**Short task**
Pick out every line in the material below that contains the string "Query" and copy each one; treat uppercase and lowercase letters as different.

**Data to process**
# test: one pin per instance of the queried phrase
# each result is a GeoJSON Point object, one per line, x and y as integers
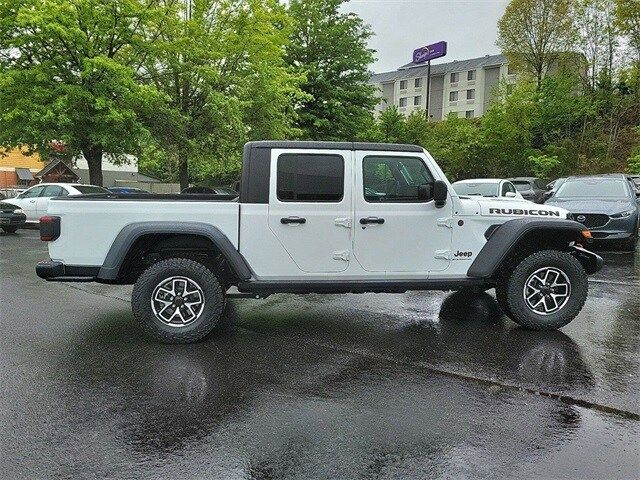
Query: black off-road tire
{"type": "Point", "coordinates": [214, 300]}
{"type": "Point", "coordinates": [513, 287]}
...
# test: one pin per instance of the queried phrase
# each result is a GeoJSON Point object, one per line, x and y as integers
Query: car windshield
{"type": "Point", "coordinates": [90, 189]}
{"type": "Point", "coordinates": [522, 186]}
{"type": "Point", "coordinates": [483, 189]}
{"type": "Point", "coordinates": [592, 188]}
--
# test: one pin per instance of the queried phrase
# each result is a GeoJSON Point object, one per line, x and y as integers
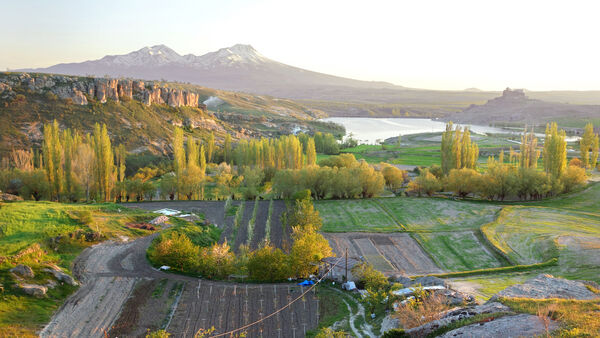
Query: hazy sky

**Task answer**
Query: black off-road tire
Query: car windshield
Query: hazy sky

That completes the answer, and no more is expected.